### Problem to work on:
Output the stretch of the records from the line containing "For every instance of the concrete canopy" through the line containing "[[38, 171], [232, 114], [430, 118]]", reproducing each line verbatim and nothing else.

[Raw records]
+ + + + + + +

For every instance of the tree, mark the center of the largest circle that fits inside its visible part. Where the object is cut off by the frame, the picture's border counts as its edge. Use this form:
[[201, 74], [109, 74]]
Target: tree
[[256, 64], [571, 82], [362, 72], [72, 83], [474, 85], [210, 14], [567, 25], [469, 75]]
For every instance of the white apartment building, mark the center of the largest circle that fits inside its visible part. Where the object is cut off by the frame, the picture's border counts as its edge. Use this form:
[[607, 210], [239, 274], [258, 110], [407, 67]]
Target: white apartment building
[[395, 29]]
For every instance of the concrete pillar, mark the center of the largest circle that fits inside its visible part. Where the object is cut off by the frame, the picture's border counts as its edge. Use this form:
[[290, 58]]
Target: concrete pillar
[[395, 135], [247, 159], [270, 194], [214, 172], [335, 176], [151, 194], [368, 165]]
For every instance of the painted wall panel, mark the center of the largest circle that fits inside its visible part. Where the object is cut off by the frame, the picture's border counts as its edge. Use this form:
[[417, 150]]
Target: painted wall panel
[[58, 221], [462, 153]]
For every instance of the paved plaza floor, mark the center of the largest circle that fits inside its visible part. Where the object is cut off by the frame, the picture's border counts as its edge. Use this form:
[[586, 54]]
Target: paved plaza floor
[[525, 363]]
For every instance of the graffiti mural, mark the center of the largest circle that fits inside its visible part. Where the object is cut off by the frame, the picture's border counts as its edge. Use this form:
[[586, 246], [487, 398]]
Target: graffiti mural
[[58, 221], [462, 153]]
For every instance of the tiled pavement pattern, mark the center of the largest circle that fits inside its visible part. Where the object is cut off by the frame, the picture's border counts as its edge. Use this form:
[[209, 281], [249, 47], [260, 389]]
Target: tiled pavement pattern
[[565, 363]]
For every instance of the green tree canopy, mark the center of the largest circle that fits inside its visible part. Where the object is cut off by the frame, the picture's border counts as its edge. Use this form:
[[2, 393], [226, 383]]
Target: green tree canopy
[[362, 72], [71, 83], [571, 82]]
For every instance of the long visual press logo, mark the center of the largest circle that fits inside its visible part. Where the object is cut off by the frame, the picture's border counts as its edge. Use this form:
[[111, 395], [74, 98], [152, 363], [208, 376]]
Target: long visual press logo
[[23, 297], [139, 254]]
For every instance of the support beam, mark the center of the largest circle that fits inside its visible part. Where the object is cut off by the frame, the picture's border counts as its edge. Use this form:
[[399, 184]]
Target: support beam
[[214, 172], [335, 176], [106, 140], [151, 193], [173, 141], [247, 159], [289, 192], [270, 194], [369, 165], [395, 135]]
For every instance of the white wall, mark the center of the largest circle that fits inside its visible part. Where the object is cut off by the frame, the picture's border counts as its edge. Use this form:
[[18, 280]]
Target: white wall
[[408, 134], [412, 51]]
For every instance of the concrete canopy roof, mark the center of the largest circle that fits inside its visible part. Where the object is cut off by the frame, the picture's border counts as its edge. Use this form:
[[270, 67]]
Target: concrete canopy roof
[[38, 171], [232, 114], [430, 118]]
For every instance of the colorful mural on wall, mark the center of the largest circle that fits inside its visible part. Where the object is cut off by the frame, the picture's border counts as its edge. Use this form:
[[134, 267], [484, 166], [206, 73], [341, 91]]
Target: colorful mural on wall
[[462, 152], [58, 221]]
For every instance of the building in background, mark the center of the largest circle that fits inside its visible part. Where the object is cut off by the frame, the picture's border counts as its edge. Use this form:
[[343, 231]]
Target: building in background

+ + + + + + +

### Full solution:
For every instance of the concrete canopy roof, mark the center of the largest circle that fits inside its visible part. Where the object is cut off by the frame, the picture's border counts as its edge. Use this form:
[[270, 67]]
Target: concrete canopy roof
[[38, 171], [232, 114], [430, 118]]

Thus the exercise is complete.